→ **AIM**: Show every line of the listing below that contains the string "window". Treat case as significant.

Dataset excerpts on pointing at objects:

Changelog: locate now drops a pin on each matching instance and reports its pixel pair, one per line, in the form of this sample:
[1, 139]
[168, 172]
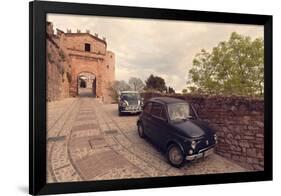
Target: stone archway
[86, 84]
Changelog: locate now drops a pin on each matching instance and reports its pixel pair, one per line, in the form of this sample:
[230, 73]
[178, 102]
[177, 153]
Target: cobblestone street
[87, 140]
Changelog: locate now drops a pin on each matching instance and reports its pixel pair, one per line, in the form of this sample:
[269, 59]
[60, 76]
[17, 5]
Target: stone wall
[58, 71]
[239, 123]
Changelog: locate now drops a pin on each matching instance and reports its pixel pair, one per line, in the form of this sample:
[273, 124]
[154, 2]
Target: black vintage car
[174, 126]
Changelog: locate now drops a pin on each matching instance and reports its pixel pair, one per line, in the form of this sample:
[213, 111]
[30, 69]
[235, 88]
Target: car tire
[175, 155]
[141, 130]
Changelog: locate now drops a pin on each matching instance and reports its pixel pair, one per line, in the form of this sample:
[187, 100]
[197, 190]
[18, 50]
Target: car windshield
[130, 96]
[179, 111]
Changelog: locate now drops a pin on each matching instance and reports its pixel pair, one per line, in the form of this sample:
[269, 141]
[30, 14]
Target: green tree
[170, 90]
[234, 67]
[155, 83]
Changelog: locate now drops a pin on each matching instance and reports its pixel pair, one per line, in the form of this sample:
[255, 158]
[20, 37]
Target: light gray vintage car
[130, 102]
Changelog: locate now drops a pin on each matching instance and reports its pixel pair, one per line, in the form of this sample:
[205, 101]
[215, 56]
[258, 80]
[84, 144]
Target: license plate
[208, 152]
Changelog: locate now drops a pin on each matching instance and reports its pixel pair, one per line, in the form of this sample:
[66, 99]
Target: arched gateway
[92, 65]
[87, 84]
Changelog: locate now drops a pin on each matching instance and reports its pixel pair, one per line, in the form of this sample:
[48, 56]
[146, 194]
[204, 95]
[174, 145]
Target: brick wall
[238, 122]
[58, 72]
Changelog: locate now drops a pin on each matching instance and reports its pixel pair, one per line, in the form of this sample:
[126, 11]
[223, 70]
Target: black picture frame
[37, 96]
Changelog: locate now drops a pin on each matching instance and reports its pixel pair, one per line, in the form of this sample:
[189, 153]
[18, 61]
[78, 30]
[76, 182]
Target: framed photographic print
[133, 97]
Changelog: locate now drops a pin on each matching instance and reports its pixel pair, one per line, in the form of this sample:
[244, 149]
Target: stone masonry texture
[239, 123]
[67, 60]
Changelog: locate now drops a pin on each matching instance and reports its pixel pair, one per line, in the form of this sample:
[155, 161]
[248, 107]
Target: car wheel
[175, 155]
[141, 130]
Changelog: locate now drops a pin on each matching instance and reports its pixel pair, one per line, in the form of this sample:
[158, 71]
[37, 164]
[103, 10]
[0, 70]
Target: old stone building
[92, 66]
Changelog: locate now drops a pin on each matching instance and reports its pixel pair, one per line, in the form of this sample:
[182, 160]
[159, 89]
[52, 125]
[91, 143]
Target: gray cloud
[160, 47]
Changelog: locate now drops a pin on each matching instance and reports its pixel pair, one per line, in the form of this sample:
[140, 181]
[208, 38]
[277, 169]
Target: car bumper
[202, 153]
[130, 111]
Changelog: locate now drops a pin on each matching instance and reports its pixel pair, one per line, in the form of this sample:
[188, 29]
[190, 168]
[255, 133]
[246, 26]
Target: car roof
[167, 100]
[129, 92]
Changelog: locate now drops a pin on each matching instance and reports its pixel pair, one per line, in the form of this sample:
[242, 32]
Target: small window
[156, 109]
[87, 47]
[147, 108]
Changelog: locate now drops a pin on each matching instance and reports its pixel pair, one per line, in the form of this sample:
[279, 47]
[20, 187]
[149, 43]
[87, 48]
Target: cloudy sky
[160, 47]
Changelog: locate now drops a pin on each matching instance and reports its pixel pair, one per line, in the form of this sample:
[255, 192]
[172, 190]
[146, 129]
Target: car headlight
[215, 137]
[193, 144]
[124, 104]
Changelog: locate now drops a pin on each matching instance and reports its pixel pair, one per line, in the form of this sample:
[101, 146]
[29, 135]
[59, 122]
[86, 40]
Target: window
[163, 114]
[147, 108]
[156, 109]
[179, 111]
[87, 47]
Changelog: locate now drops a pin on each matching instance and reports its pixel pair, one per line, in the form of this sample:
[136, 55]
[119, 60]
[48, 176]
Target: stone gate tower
[89, 57]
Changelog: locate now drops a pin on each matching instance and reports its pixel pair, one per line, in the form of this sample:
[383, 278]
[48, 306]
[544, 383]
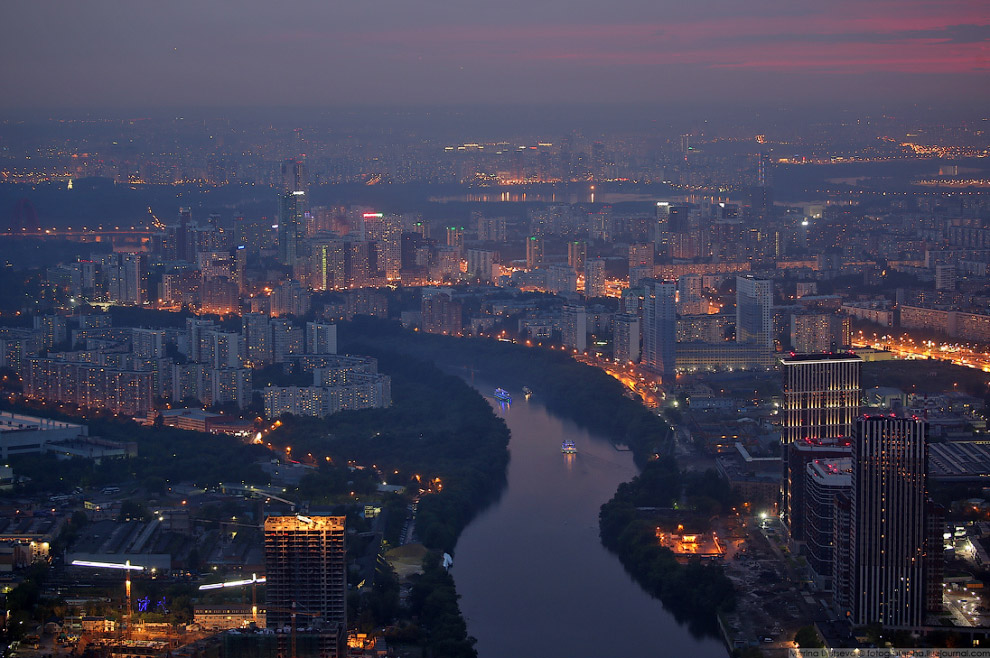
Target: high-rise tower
[821, 401]
[660, 328]
[306, 569]
[754, 311]
[891, 543]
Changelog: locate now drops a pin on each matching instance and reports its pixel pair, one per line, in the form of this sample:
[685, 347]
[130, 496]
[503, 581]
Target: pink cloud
[850, 37]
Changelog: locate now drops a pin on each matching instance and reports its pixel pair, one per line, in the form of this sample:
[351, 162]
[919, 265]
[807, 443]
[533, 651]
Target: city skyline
[259, 54]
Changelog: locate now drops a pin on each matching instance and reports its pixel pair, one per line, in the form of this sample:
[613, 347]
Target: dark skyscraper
[291, 226]
[306, 571]
[893, 548]
[660, 328]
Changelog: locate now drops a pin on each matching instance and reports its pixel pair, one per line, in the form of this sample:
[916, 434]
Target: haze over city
[846, 53]
[460, 330]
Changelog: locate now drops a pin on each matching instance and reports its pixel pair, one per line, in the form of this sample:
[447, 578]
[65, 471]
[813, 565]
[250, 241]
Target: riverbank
[694, 592]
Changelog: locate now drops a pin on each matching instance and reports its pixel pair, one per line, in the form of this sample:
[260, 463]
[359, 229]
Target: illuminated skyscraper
[574, 327]
[386, 230]
[821, 401]
[291, 225]
[534, 252]
[754, 305]
[594, 278]
[660, 328]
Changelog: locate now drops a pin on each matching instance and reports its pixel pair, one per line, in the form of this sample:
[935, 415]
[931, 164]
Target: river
[534, 578]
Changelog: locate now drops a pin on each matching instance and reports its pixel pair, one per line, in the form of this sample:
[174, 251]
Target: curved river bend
[533, 575]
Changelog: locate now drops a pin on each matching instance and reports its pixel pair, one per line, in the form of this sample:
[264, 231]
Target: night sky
[110, 54]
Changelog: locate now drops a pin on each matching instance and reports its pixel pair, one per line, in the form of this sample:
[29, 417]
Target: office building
[892, 544]
[287, 339]
[625, 341]
[257, 338]
[821, 401]
[641, 255]
[594, 278]
[660, 328]
[825, 480]
[321, 338]
[574, 327]
[441, 314]
[820, 332]
[534, 252]
[577, 255]
[561, 279]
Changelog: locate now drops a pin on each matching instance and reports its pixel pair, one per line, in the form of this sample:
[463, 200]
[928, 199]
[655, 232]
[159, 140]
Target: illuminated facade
[321, 338]
[821, 396]
[660, 328]
[892, 546]
[574, 327]
[821, 401]
[534, 252]
[754, 311]
[625, 343]
[824, 480]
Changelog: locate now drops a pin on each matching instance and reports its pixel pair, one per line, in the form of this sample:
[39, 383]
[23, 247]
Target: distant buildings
[340, 383]
[574, 329]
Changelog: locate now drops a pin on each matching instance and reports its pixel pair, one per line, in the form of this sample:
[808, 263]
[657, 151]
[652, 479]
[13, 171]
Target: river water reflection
[533, 575]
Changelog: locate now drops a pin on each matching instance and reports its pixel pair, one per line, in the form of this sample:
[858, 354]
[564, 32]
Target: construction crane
[127, 567]
[253, 581]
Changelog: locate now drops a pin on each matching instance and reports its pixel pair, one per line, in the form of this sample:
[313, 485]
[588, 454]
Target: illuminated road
[905, 347]
[634, 378]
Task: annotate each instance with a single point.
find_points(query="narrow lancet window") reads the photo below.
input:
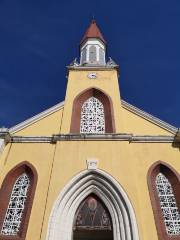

→ **RESPONSE TO THE TASK**:
Target: small window
Target: window
find_points(query="narrow lancet window") reads the photo below.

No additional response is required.